::: Records provided
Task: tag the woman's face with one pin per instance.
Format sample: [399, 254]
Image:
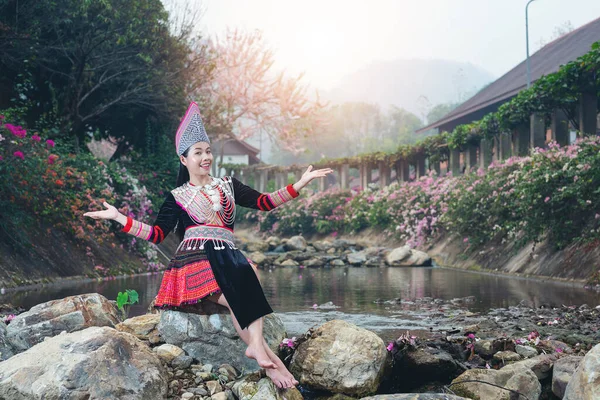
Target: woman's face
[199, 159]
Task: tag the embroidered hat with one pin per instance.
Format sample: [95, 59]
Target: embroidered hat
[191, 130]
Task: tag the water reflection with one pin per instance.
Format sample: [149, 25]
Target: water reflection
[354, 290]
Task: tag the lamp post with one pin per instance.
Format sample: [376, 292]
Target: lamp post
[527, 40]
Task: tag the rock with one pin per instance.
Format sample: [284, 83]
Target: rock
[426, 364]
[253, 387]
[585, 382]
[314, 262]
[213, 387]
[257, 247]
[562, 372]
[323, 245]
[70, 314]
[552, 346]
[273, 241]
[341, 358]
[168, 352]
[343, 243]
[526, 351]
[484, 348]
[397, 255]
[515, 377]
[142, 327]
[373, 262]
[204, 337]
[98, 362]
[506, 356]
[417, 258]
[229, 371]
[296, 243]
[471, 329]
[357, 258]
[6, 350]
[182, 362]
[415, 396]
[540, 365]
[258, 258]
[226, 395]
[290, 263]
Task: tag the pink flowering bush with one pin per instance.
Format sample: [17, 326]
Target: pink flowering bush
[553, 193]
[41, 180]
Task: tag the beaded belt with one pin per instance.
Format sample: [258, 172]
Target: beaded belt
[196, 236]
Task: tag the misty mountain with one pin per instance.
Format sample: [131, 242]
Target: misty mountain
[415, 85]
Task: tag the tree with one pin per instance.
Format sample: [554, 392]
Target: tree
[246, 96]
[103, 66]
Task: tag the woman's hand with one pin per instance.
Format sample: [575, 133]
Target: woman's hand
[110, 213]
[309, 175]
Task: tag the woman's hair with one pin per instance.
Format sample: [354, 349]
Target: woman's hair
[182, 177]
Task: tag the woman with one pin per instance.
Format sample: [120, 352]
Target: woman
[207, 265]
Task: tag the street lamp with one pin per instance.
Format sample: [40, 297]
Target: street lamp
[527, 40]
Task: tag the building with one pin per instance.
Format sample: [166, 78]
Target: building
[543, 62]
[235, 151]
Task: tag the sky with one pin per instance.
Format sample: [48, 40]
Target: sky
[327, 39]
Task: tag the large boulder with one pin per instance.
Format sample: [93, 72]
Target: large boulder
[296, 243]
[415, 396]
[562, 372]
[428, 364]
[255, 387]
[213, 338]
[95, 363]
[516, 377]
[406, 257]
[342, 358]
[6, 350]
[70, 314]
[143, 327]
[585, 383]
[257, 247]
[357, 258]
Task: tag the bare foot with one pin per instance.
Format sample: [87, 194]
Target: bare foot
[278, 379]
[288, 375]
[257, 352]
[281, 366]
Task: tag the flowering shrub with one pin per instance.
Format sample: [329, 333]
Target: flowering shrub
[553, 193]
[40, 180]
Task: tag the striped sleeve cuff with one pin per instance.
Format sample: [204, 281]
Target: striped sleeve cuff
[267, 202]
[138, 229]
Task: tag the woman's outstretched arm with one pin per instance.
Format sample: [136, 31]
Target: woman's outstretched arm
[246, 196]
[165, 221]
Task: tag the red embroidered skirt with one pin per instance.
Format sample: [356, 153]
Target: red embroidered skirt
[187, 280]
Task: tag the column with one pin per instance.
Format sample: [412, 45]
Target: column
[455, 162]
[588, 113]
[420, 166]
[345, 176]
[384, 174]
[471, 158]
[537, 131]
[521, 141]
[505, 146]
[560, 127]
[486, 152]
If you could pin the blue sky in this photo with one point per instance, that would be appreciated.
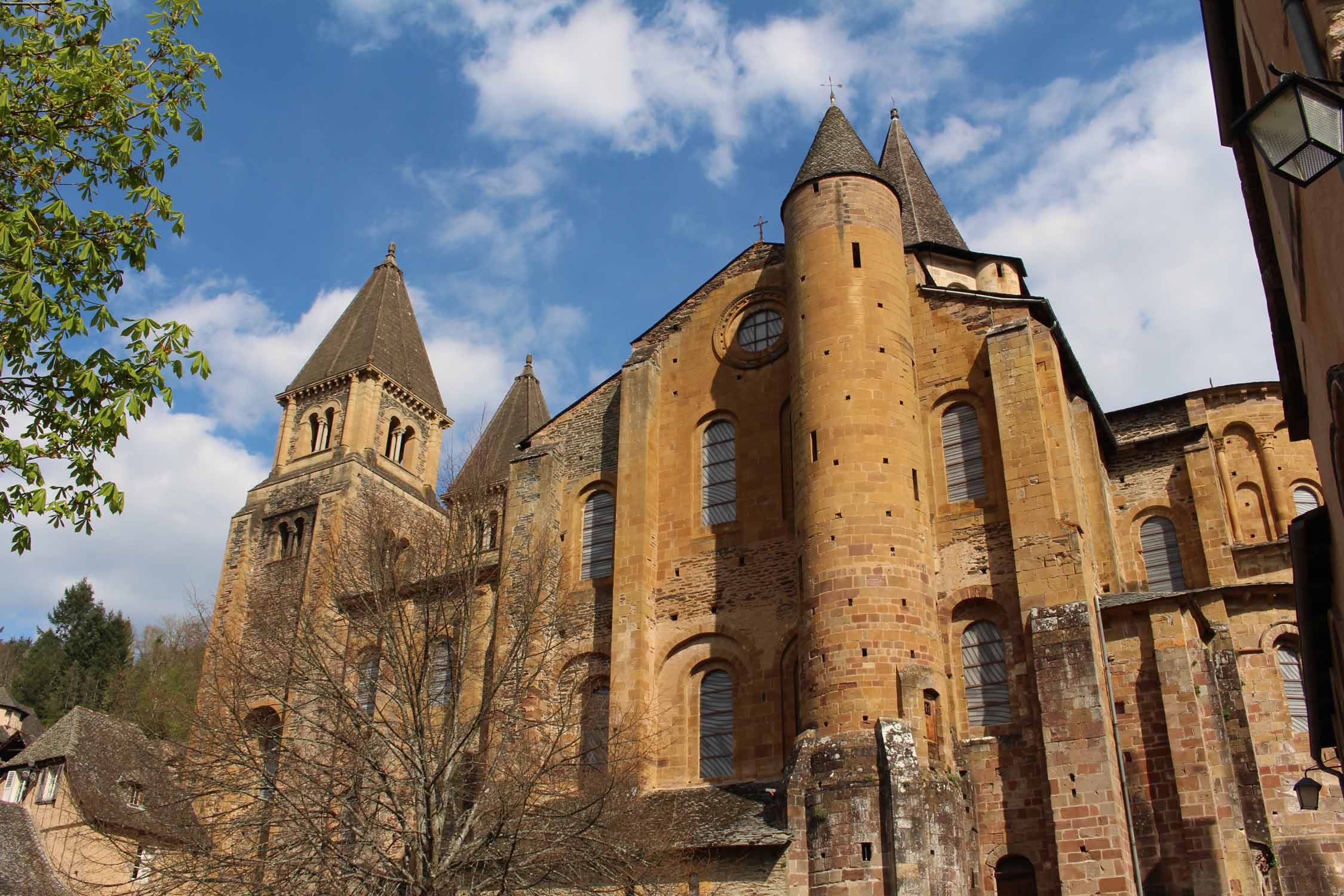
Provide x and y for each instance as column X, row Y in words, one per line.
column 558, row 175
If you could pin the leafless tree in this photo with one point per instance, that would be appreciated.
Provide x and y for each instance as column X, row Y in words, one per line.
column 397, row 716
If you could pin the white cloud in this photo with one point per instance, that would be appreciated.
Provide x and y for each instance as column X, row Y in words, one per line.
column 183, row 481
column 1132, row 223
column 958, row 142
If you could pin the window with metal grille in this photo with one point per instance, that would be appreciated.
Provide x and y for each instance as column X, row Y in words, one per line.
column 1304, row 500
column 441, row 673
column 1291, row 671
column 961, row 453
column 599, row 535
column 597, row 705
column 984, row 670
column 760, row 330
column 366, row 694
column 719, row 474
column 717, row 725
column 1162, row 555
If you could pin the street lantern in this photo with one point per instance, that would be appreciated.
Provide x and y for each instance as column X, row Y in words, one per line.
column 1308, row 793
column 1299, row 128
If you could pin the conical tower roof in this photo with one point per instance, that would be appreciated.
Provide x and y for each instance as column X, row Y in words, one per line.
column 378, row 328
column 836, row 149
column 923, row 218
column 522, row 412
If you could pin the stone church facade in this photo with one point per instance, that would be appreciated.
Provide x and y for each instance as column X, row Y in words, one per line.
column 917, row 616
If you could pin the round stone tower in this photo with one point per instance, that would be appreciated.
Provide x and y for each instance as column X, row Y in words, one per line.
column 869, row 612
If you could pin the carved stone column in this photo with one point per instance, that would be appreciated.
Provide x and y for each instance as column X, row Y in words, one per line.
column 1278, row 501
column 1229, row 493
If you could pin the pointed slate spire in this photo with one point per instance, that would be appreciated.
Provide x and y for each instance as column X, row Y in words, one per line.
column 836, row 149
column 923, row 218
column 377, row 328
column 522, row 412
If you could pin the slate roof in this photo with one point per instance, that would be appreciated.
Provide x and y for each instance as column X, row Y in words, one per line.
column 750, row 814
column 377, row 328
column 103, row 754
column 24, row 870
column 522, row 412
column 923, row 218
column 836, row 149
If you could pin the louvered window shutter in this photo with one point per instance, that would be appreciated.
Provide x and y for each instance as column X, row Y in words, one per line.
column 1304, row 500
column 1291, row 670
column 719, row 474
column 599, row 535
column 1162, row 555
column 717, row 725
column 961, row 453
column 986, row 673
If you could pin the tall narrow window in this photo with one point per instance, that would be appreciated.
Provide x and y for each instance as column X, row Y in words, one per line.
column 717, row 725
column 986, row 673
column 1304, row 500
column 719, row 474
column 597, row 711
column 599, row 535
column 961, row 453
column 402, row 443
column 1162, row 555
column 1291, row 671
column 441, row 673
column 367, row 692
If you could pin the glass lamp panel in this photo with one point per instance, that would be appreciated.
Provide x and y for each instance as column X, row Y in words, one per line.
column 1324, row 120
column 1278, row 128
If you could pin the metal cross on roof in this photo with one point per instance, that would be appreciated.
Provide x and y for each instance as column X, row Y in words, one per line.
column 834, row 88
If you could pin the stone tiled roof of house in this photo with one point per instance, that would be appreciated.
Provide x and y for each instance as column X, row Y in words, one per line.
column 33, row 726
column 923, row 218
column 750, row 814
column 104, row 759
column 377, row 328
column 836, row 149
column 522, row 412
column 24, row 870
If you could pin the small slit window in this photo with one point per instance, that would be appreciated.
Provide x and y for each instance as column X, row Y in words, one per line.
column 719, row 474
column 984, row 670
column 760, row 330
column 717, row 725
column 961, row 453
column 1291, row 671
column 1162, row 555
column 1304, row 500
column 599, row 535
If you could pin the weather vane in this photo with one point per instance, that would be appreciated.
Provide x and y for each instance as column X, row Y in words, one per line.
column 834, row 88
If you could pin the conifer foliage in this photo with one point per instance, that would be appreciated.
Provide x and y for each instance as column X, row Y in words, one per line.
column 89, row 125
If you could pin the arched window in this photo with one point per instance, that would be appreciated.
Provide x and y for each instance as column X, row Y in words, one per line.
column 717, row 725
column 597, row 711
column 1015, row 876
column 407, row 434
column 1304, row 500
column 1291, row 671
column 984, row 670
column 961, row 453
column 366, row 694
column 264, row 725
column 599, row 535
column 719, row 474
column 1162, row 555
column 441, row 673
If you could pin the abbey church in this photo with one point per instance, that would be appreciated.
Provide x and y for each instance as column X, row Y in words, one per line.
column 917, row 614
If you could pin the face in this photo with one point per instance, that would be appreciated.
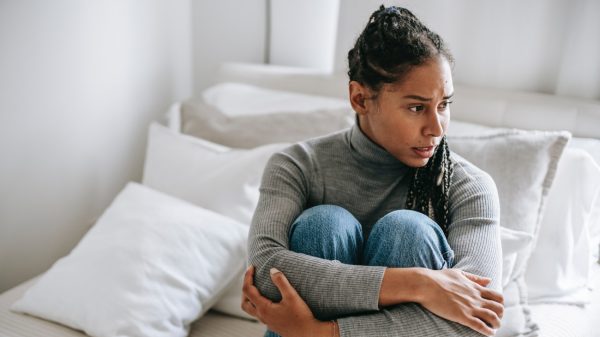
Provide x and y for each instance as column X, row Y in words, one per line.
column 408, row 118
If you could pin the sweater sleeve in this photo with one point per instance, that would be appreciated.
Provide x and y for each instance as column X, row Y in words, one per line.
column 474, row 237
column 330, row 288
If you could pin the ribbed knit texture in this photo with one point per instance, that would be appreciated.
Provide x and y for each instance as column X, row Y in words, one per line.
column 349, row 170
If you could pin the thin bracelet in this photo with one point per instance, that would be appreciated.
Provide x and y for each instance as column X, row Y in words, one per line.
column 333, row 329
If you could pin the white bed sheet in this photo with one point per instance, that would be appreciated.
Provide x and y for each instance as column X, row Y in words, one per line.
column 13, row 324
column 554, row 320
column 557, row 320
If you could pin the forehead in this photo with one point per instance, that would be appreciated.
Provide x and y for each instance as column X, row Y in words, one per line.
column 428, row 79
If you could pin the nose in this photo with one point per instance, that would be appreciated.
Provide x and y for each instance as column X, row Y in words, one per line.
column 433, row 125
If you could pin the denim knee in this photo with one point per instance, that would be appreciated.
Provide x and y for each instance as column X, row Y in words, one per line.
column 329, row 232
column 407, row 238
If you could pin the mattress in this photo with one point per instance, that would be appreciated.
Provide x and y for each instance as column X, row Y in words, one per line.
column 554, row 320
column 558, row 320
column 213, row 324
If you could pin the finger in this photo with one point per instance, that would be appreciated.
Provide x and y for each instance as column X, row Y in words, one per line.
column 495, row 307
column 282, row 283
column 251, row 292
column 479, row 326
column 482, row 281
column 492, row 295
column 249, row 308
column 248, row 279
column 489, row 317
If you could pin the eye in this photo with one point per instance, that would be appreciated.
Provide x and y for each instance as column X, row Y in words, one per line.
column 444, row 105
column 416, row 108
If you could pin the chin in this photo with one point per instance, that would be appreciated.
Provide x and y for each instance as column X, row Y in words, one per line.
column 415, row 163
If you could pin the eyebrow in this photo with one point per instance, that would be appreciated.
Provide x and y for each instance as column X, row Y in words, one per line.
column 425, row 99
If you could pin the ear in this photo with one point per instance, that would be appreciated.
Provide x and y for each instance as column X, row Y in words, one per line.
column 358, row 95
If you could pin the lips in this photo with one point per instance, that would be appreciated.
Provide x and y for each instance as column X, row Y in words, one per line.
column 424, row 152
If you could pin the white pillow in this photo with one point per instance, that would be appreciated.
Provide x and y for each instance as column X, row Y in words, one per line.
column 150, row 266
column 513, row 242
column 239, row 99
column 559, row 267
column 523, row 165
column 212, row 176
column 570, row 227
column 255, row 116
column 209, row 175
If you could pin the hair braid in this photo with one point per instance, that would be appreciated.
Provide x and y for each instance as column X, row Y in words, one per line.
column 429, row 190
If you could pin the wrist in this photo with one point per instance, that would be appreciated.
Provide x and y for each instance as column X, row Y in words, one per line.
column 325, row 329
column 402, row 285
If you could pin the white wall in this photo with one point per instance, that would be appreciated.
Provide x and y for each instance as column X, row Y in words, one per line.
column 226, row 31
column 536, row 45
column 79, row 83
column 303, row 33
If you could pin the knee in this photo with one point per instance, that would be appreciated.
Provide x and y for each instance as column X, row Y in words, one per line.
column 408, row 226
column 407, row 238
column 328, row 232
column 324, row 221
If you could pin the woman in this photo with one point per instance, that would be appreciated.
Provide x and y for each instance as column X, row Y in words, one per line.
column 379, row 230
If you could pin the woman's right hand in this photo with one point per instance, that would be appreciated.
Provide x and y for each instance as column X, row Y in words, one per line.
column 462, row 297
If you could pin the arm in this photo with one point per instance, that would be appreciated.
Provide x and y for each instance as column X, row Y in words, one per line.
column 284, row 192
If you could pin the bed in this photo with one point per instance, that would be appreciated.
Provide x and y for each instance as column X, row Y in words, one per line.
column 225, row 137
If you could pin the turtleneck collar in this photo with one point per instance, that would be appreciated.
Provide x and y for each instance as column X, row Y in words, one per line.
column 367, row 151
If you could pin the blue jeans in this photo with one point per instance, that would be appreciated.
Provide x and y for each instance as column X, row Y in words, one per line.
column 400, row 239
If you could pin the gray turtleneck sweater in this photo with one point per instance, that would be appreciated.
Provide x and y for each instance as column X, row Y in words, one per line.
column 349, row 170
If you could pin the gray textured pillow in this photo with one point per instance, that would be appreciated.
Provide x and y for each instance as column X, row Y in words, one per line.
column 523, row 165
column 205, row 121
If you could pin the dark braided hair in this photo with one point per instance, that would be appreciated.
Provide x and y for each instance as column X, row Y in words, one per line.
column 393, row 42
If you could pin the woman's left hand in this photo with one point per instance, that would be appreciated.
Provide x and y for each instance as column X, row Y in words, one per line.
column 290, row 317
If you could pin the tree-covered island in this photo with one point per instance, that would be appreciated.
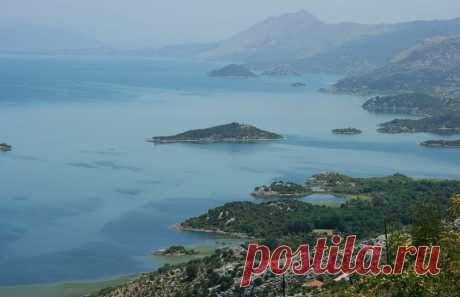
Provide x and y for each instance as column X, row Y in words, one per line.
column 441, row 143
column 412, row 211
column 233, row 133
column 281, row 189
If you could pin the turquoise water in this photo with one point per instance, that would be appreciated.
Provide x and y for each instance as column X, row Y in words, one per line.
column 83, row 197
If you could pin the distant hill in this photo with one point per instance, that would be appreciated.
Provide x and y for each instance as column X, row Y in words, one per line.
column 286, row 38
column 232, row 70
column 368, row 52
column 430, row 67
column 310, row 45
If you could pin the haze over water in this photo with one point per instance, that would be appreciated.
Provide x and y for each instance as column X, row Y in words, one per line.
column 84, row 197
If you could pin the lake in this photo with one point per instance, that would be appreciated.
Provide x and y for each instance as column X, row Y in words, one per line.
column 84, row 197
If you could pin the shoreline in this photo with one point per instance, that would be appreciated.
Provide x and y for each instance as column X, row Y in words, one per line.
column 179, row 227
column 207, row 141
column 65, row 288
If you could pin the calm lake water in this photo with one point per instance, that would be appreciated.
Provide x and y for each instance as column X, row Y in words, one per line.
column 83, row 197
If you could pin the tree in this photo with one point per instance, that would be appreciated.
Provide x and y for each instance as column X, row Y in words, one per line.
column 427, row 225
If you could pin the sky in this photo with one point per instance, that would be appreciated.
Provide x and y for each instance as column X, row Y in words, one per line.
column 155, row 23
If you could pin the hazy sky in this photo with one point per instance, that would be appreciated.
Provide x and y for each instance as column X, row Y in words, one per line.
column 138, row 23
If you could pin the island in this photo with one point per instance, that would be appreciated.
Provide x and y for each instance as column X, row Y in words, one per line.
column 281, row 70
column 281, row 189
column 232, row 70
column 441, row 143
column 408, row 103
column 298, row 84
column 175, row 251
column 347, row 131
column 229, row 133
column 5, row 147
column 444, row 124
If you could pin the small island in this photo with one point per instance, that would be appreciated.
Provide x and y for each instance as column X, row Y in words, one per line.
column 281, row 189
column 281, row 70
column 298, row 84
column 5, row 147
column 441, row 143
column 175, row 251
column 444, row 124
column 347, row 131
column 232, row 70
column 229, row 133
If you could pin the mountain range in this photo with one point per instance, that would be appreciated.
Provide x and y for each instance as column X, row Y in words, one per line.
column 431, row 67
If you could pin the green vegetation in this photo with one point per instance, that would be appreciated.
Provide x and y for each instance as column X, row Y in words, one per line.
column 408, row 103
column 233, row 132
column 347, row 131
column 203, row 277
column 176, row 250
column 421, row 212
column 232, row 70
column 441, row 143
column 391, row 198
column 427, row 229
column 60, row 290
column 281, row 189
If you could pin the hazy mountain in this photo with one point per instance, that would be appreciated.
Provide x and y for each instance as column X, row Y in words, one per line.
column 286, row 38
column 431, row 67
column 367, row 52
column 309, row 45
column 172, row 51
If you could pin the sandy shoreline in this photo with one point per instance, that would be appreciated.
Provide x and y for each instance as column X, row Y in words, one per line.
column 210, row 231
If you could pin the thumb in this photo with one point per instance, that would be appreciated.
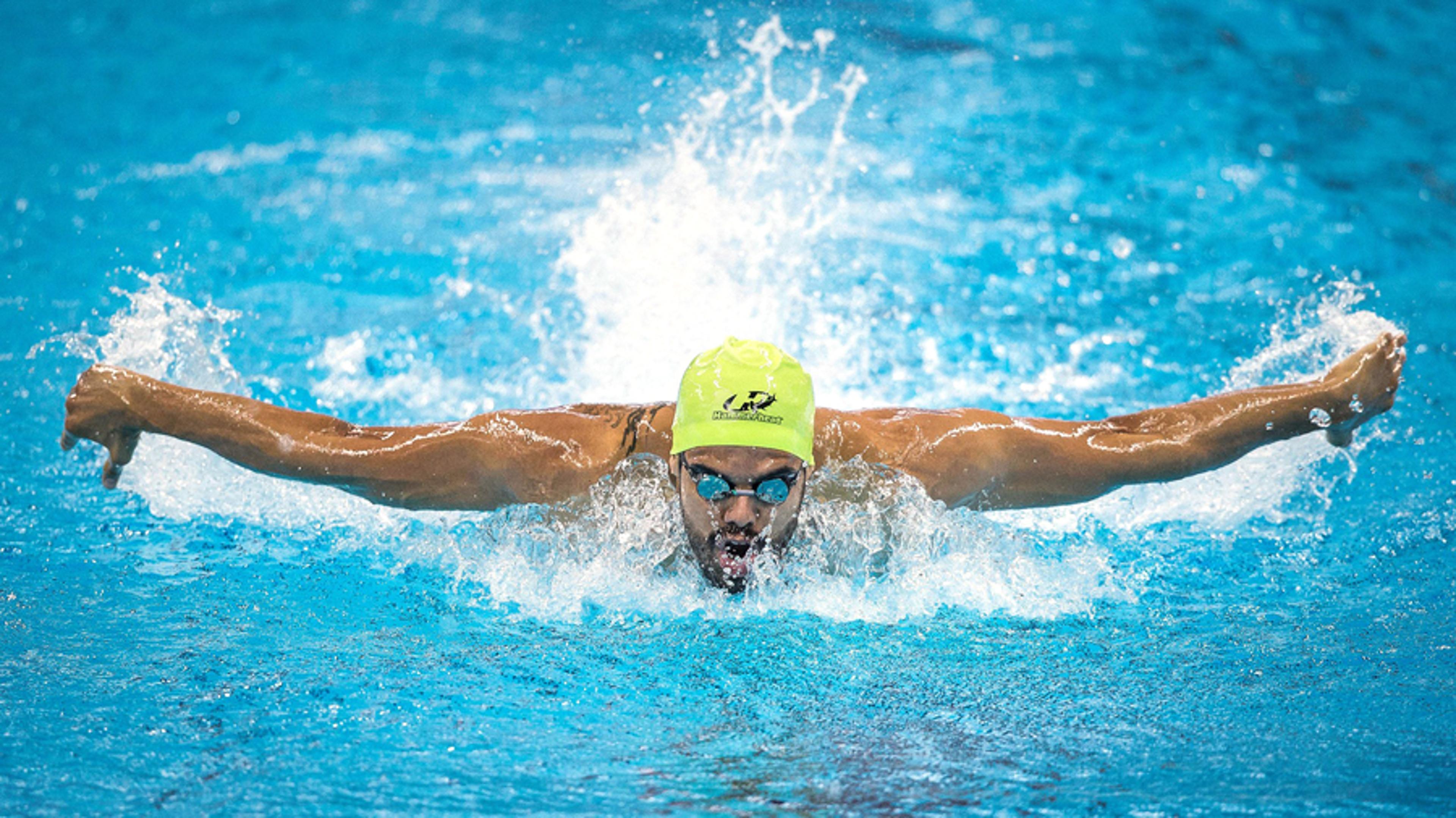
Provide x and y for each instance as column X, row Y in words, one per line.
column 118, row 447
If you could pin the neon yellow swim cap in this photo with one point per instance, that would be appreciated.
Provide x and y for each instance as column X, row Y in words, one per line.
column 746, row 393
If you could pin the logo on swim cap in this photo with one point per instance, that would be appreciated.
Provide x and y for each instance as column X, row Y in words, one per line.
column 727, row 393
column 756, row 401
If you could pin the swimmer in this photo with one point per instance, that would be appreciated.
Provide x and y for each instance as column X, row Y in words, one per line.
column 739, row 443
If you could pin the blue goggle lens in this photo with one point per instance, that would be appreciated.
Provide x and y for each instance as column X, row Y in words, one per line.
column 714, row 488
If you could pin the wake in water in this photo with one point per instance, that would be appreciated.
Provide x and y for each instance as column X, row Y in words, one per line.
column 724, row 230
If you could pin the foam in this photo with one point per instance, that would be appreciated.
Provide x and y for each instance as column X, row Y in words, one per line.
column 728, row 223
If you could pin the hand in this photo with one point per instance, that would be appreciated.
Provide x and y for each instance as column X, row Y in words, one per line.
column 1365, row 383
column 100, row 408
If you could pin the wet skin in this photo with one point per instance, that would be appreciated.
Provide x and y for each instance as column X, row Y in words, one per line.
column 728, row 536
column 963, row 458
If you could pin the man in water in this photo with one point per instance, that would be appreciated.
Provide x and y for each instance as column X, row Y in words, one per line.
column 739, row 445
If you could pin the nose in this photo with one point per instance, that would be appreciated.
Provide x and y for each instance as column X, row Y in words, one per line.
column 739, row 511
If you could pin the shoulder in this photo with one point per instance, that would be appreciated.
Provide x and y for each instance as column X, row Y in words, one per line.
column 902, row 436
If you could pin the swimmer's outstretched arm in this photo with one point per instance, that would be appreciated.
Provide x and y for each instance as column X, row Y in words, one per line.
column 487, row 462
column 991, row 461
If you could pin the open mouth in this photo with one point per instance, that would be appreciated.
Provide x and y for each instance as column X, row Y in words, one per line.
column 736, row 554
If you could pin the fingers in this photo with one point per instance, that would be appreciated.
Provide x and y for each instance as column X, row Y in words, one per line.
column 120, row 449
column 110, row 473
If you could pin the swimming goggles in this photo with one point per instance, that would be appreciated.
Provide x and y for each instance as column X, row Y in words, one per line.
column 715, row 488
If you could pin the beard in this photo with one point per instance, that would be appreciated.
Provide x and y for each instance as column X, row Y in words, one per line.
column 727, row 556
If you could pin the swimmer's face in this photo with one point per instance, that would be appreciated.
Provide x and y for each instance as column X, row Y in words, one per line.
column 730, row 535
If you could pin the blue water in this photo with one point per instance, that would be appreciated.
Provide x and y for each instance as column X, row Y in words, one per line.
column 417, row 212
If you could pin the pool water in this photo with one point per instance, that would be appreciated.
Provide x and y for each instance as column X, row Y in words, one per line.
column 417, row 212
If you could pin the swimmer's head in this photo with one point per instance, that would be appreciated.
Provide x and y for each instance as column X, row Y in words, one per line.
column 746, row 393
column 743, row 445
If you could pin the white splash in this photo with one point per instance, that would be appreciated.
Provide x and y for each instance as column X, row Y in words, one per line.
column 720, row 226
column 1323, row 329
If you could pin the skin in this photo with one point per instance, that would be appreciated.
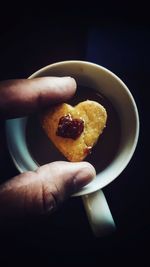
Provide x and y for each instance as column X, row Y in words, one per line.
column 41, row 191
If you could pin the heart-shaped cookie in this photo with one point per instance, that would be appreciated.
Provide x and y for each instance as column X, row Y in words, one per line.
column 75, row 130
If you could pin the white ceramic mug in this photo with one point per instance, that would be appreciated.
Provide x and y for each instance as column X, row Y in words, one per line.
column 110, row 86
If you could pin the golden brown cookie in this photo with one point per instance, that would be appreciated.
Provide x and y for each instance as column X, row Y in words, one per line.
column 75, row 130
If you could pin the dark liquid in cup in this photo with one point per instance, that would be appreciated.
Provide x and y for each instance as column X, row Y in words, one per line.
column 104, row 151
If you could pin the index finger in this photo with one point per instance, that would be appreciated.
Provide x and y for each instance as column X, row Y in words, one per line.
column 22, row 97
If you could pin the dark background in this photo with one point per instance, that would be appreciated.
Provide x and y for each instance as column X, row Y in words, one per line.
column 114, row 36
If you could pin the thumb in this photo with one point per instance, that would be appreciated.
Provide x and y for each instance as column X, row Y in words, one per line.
::::::
- _What you have to do_
Arrange the lines of the entries above, starting at the line that contains "If you could pin the hair" and ending at the line that contains "column 324, row 221", as a Markdown table with the columns "Row" and "Line". Give each line its own numbered row and leave out any blank lines.

- _Solution_
| Row | Line |
|---|---|
| 1 | If you could pin the hair braid in this photo with one point per instance, that would be appreciated. |
| 2 | Provide x and y for each instance as column X, row Y in words, one per line. |
| 3 | column 429, row 190 |
| 4 | If you could pin the wrist in this photo with one point per instance, that would be appreciated. |
| 5 | Provide x and y for each instance as column X, row Y in words, one per line. |
| 6 | column 325, row 329 |
| 7 | column 402, row 285 |
| 8 | If you could pin the white wall in this photo with one point per instance, that would be appreciated. |
| 9 | Provide x and y for each instance as column X, row Y in words, one per line. |
| 10 | column 226, row 31 |
| 11 | column 536, row 45 |
| 12 | column 79, row 83 |
| 13 | column 303, row 33 |
| 14 | If you could pin the knee in this photo with one point per instance, that would be appreciated. |
| 15 | Provide x and y for each instance as column X, row Y in words, one per line. |
| 16 | column 408, row 226 |
| 17 | column 407, row 238 |
| 18 | column 328, row 232 |
| 19 | column 324, row 221 |